--- Records for processing ---
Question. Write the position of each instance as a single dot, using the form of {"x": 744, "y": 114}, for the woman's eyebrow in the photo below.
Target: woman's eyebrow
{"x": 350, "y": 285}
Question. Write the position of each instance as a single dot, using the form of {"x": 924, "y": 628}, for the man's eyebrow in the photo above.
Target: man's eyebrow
---
• Problem requirements: Rewrite the data above, changing every "eyebrow" to "eyelash" and leaving the rest untouched.

• Solution to this exercise:
Question. Write the position of each instance as a single dot, using the form of {"x": 744, "y": 114}, for the woman's eyelash in the photo below.
Target: woman's eyelash
{"x": 350, "y": 285}
Question. Write the position of each instance as a single dot, using the form of {"x": 924, "y": 628}, for the man's eyelash in the photo above.
Target: man's eyelash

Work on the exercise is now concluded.